[Directive]: Pictures excluded, retype the lines from the one containing "Could you please point out the bench wooden" through the last line of the data below, both included.

— BEGIN Data supplied —

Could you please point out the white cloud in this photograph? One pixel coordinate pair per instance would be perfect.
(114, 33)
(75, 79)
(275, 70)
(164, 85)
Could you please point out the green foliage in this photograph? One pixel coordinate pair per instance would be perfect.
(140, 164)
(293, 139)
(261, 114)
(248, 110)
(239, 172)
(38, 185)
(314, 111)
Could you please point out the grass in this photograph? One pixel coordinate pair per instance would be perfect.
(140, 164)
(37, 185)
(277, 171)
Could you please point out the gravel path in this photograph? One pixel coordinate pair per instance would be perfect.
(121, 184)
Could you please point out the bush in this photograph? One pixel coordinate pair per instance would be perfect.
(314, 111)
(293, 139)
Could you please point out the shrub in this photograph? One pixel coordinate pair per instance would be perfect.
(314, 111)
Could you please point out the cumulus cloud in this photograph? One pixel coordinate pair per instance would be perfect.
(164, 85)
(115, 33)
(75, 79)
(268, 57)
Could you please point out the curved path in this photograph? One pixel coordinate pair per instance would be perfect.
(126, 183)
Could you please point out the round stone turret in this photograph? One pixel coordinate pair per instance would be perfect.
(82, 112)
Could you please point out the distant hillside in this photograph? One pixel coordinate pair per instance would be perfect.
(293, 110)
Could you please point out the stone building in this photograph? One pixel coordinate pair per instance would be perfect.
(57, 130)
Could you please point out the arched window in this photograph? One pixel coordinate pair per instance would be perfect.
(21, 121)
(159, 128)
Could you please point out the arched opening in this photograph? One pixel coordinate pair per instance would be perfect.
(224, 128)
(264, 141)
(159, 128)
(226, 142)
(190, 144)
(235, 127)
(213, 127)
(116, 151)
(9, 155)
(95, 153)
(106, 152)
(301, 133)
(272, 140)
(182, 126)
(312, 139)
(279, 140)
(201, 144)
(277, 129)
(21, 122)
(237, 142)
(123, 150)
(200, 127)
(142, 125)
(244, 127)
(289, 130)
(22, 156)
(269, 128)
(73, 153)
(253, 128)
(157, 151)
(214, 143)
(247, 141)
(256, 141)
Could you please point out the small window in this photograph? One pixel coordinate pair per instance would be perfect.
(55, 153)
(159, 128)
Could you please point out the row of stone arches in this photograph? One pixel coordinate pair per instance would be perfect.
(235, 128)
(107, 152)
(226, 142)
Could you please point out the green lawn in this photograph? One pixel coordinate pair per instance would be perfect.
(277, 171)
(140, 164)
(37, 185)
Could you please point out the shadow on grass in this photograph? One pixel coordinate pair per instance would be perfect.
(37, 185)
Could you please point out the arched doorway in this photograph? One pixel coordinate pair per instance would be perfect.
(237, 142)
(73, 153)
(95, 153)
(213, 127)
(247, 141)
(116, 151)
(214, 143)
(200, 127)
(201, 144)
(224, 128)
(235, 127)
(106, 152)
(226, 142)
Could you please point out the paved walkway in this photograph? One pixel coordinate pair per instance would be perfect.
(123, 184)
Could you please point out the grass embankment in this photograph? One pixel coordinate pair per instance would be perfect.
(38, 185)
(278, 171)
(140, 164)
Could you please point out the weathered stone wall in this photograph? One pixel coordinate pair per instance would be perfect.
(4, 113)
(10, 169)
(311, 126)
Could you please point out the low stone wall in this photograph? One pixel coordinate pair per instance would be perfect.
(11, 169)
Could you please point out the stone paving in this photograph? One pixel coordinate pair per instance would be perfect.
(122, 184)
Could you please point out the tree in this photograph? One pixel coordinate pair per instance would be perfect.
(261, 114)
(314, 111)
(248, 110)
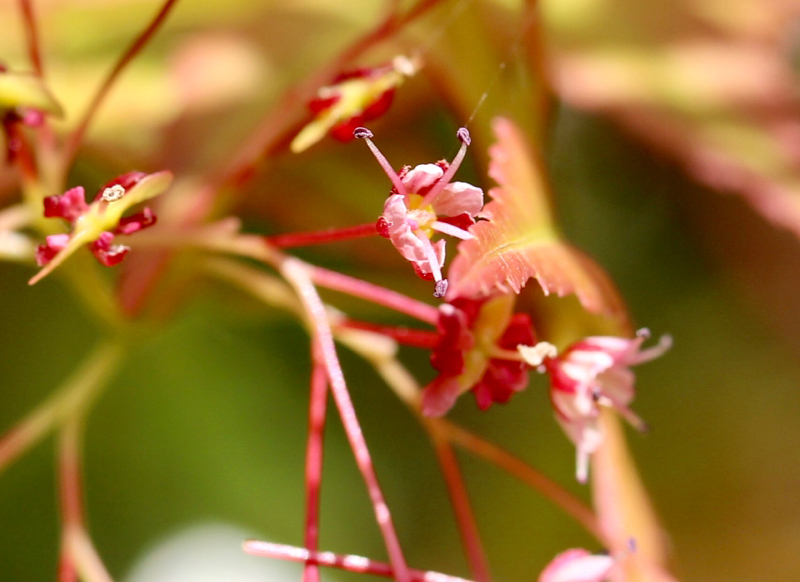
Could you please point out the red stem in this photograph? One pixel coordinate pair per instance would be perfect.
(296, 273)
(376, 294)
(418, 338)
(350, 563)
(32, 36)
(459, 499)
(76, 137)
(301, 239)
(314, 455)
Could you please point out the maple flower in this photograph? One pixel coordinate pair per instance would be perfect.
(591, 373)
(354, 98)
(578, 565)
(424, 201)
(476, 352)
(97, 224)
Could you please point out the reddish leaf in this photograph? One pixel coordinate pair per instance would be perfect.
(519, 239)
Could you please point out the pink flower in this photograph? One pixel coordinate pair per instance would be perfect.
(591, 373)
(424, 201)
(476, 352)
(577, 565)
(96, 224)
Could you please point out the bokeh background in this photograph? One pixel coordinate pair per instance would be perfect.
(674, 160)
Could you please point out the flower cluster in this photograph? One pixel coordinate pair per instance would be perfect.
(473, 333)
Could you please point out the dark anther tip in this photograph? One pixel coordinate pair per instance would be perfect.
(362, 133)
(440, 289)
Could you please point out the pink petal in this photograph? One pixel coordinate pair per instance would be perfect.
(440, 395)
(109, 255)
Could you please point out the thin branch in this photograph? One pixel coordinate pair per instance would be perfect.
(406, 388)
(78, 553)
(32, 36)
(77, 135)
(296, 273)
(350, 563)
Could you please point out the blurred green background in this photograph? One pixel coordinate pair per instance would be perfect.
(207, 420)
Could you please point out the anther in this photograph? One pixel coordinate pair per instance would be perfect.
(362, 133)
(115, 192)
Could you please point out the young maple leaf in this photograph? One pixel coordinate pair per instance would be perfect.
(519, 240)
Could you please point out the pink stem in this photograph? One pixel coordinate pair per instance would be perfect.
(459, 499)
(32, 36)
(76, 137)
(69, 495)
(348, 562)
(301, 239)
(375, 293)
(297, 274)
(314, 452)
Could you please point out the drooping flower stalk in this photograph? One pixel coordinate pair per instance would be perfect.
(296, 273)
(459, 499)
(76, 137)
(79, 555)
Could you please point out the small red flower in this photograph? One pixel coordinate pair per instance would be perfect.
(478, 342)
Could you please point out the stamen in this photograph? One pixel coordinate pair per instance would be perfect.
(452, 230)
(465, 139)
(365, 134)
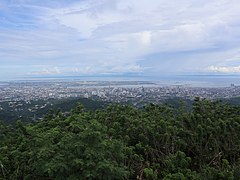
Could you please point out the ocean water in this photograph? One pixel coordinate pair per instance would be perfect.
(166, 80)
(200, 80)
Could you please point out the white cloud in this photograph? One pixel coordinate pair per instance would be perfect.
(47, 71)
(102, 36)
(224, 69)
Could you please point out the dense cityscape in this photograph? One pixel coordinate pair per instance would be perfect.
(134, 91)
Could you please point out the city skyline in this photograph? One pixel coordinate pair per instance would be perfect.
(118, 38)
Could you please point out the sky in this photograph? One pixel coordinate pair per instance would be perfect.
(41, 38)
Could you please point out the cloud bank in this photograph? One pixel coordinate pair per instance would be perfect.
(94, 37)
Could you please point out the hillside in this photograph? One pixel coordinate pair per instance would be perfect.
(123, 142)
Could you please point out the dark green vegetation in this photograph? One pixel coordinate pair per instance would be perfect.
(123, 142)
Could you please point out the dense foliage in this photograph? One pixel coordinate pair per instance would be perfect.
(123, 142)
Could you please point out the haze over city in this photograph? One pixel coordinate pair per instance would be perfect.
(118, 38)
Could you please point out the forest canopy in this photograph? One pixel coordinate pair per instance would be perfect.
(124, 142)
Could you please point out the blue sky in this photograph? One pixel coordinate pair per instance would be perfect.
(118, 37)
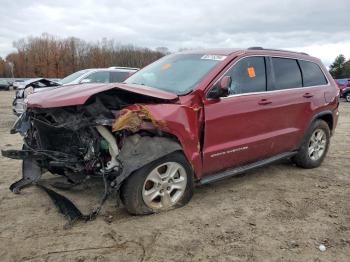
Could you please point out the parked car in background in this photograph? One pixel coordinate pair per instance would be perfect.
(27, 88)
(17, 83)
(194, 117)
(99, 75)
(345, 90)
(342, 83)
(4, 85)
(86, 76)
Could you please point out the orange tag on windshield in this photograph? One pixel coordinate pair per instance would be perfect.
(166, 66)
(251, 72)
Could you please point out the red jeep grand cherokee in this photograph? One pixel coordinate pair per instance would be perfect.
(189, 118)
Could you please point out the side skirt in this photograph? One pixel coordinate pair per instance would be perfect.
(239, 170)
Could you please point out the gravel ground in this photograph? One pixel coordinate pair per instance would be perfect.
(276, 213)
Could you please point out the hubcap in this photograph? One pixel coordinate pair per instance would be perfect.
(164, 186)
(317, 144)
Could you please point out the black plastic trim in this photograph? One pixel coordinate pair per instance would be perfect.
(242, 169)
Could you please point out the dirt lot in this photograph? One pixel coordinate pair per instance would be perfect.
(277, 213)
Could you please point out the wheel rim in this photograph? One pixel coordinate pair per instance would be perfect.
(164, 186)
(317, 144)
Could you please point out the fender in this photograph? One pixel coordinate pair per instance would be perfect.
(182, 122)
(318, 116)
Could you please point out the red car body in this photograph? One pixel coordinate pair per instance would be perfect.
(218, 134)
(342, 83)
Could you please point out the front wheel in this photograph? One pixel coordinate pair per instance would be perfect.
(163, 184)
(315, 146)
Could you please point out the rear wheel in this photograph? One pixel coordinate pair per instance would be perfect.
(315, 146)
(161, 185)
(347, 97)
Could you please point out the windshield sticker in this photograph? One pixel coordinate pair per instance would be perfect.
(167, 66)
(251, 72)
(214, 57)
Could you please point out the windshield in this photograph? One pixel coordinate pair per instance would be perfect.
(178, 74)
(73, 76)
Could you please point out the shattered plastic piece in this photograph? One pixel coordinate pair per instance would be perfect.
(31, 173)
(66, 207)
(322, 247)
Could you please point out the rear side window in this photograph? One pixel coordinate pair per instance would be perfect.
(98, 77)
(119, 76)
(312, 74)
(287, 73)
(248, 75)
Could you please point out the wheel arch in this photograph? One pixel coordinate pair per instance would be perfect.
(139, 151)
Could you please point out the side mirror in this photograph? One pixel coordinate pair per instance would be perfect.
(221, 88)
(86, 80)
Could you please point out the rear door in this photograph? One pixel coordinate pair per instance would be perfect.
(239, 128)
(294, 98)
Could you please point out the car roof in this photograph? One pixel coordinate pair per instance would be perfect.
(250, 50)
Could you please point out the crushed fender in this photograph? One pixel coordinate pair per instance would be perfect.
(132, 119)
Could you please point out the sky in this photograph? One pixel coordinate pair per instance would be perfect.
(318, 27)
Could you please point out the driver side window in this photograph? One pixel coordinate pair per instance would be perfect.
(98, 77)
(248, 75)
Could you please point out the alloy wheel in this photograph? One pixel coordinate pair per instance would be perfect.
(317, 144)
(164, 186)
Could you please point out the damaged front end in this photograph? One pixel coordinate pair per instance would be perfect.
(109, 136)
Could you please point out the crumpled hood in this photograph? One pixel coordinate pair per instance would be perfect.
(79, 94)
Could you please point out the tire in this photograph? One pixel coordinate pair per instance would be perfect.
(149, 181)
(314, 147)
(347, 97)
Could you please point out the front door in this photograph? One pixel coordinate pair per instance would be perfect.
(238, 128)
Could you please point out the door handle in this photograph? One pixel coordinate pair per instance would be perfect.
(264, 102)
(308, 95)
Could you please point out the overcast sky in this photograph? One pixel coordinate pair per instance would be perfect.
(319, 27)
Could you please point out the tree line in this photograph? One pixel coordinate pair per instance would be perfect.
(52, 57)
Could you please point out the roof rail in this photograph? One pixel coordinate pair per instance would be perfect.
(123, 67)
(269, 49)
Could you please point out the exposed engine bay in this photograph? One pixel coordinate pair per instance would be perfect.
(108, 137)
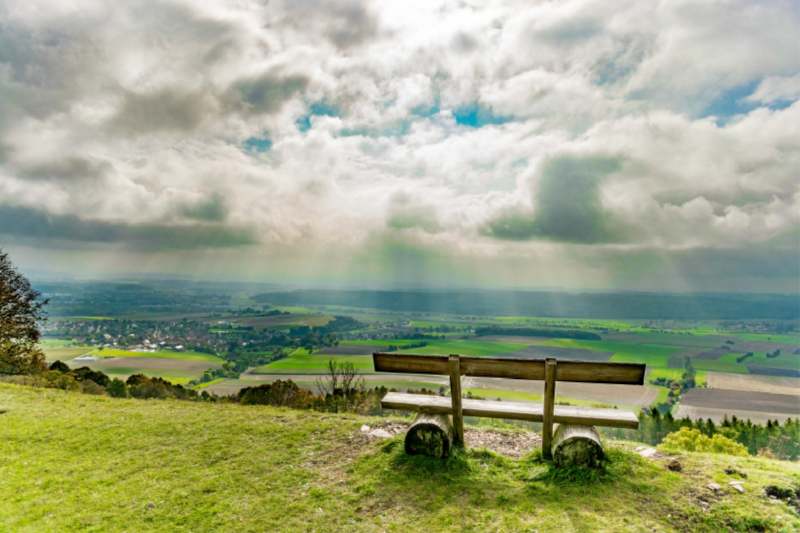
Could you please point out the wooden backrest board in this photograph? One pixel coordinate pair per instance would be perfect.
(512, 368)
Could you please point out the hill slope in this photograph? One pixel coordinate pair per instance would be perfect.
(71, 462)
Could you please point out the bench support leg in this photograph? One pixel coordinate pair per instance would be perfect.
(575, 444)
(549, 400)
(455, 394)
(430, 435)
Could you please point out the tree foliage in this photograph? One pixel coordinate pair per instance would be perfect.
(21, 313)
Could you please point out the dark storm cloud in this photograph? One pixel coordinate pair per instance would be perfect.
(214, 210)
(569, 208)
(267, 93)
(42, 227)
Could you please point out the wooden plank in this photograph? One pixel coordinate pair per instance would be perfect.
(411, 364)
(549, 399)
(512, 368)
(597, 372)
(533, 412)
(455, 396)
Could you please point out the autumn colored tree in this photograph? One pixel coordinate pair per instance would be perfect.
(21, 314)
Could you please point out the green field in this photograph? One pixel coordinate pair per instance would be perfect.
(163, 354)
(473, 348)
(73, 462)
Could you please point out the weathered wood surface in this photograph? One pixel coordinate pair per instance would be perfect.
(534, 412)
(455, 397)
(430, 435)
(577, 445)
(549, 399)
(512, 368)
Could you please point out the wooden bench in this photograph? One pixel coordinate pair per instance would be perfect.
(575, 422)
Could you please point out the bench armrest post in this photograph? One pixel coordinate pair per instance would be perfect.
(549, 400)
(455, 394)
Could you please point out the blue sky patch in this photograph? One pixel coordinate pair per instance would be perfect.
(477, 115)
(319, 109)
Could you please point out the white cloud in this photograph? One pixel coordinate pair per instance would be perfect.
(138, 114)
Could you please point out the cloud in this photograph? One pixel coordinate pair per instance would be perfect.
(39, 226)
(569, 207)
(521, 138)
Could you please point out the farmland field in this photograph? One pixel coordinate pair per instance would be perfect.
(176, 376)
(566, 354)
(351, 349)
(770, 384)
(313, 364)
(734, 400)
(154, 363)
(472, 348)
(669, 339)
(512, 339)
(163, 354)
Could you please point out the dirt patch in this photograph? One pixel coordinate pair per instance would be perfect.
(351, 349)
(745, 382)
(769, 371)
(510, 444)
(742, 400)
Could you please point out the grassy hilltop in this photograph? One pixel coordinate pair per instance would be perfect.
(72, 462)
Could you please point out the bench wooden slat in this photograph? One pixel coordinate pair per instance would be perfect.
(512, 368)
(533, 412)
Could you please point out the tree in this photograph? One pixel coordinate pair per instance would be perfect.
(21, 313)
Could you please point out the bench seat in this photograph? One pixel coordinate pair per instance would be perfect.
(533, 412)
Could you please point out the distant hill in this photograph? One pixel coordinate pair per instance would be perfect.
(554, 304)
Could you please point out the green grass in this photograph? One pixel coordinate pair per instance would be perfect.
(472, 348)
(302, 363)
(72, 462)
(675, 374)
(163, 354)
(207, 383)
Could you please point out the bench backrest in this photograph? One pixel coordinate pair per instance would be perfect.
(547, 370)
(511, 368)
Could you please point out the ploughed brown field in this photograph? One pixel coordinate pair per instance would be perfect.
(770, 384)
(698, 341)
(736, 400)
(770, 371)
(354, 349)
(154, 363)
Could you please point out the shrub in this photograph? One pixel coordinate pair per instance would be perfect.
(691, 440)
(90, 387)
(117, 388)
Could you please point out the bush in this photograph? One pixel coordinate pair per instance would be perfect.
(117, 388)
(691, 440)
(90, 387)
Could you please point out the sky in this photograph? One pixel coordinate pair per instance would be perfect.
(627, 145)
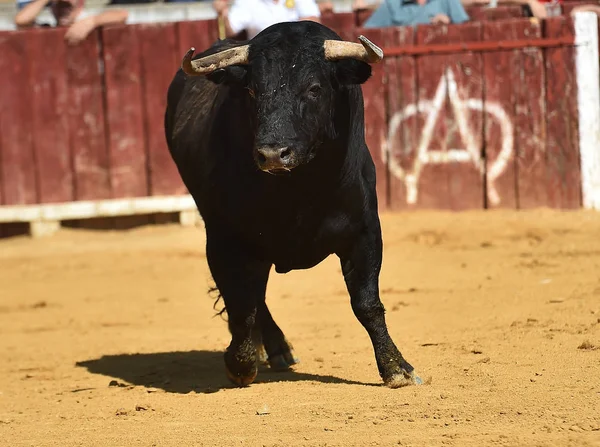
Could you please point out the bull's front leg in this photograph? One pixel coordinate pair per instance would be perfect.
(242, 282)
(361, 265)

— END Data supplied —

[Problem solution]:
Could you please point out the bench wooden slat in this photograph? One pixel coordinate pair per instance would be perfect.
(512, 368)
(533, 412)
Could you please point out the tree in this photograph? One pixel coordinate pair per instance would be perfect.
(21, 313)
Could you please point out the bench seat in this photograph? One pixel coordinate pair per instance would be perfect.
(533, 412)
Could you please point out the distant hill in this photograph? One pixel coordinate pair per instance would be perfect.
(554, 304)
Could you please point out the green grass in this photograph? One pixel coordinate pair per instance would be perfect.
(472, 348)
(302, 363)
(72, 462)
(675, 374)
(163, 354)
(207, 383)
Could you please point out the bench backrest in this photograph? One pixel coordinate pair per instance would be perfect.
(547, 370)
(511, 368)
Could you please point out the ploughed brown field in this photograph? One pixel coordinate pair per instance would be perfect.
(770, 384)
(698, 341)
(736, 400)
(770, 371)
(354, 349)
(154, 363)
Could you please point out the shrub in this photograph? One pixel coordinate pair per instance would be perfect.
(691, 440)
(90, 387)
(117, 388)
Could you please point out the bush in this photograph? One pixel coordinate pair per instance would be perfect.
(117, 388)
(691, 440)
(90, 387)
Could you please point out the sky in this photograph? One pixel coordinate pair per instance would be perfect.
(627, 145)
Could you please point out the bull's front leg in this photograph? One pixel coordinate pair per instance would be perfect.
(242, 282)
(361, 265)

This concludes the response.